[GOAL 1]: Can you print the Hyatt timeshare thread word for word, starting with "Key West: 4" and going on through "(Aug 15, 2017)"?
[GOAL 2]: Can you write what follows in the Hyatt timeshare thread, picking up after its final post?

[DOCUMENT SEGMENT]:
________________

# (2017) Preview Hyatt Properties???



## Binspira (Aug 14, 2017)

This October, we are looking to rent from Oct 5th - Oct 8th in Key West - Is there a way to rent thru Hyatt (or private owner) since we wanted to see their timeshare property. We would allow up to 1 hour presentation and then will decline, yet, really wanted to understand the property better before making a purchase. 

In addition, we are also going to Carmel later in October and will be staying at the hotel vs the timeshare for 2 nights. Ideally, we would get a tour and see a couple units. My guess is we'll end up buying in Carmel after that visit. 

Any suggestions on how to stay in Key West for 3 nights and not be attacked by Mexico-like timeshare presentation? And/or get a tour while in Carmel?

Thanks, 

Binspira


----------



## alwysonvac (Aug 14, 2017)

You'll probably learn more about Hyatt from TUG but Hyatt has offers on their website if you want to visit the resorts - http://www.hyattresidenceclub.com/hvc/en/offers.html

For example,

Key West: 4 days/3 nights in a two bedroom is $199/night - https://keywest.hyattresidenceclub.com/#.html
Carmel: 4 day/3 nights in a one bedroom is $159/night - https://carmel.hyattresidenceclub.com/#.html


----------



## sts1732 (Aug 15, 2017)

________________

[SOURCE EXCERPT]:
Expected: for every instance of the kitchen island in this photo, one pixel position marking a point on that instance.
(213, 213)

________________

[TASK OUTPUT 1]:
Key West: 4 days/3 nights in a two bedroom is $199/night - https://keywest.hyattresidenceclub.com/#.html
Carmel: 4 day/3 nights in a one bedroom is $159/night - https://carmel.hyattresidenceclub.com/#.html


----------



## sts1732 (Aug 15, 2017)

[TASK OUTPUT 2]:
alwysonvac said:


> You'll probably learn more about Hyatt from TUG but Hyatt has offers on their website if you want to visit the resorts - http://www.hyattresidenceclub.com/hvc/en/offers.html
> 
> For example,
> 
> ...


I believe the prices showing, require you to attend the dog and pony show. You would probably be better off to rent. Check out the classifieds here.


----------



## Caligirlfrtx (Aug 16, 2017)

Those links have expired


----------



## Tucsonadventurer (Aug 16, 2017)

If you go to the Hyatt residence club web site, click on properties. There are a few that have vacation offers. Click on the links next to the property names. I believe you can go to 1 per year and are required to attend a prsentation. Good luck 


Caligirlfrtx said:


> Those links have expired


----------



## alwysonvac (Aug 16, 2017)

The links still work for me or are you saying what is posted on their website has expired? If so, they really should remove those links from their site. 

At their website select "Vacation Offers" at the top to see a list of properties .
http://www.hyattresidenceclub.com/

The BOOK NOW link doesn't work on the initial page however there is a telephone number.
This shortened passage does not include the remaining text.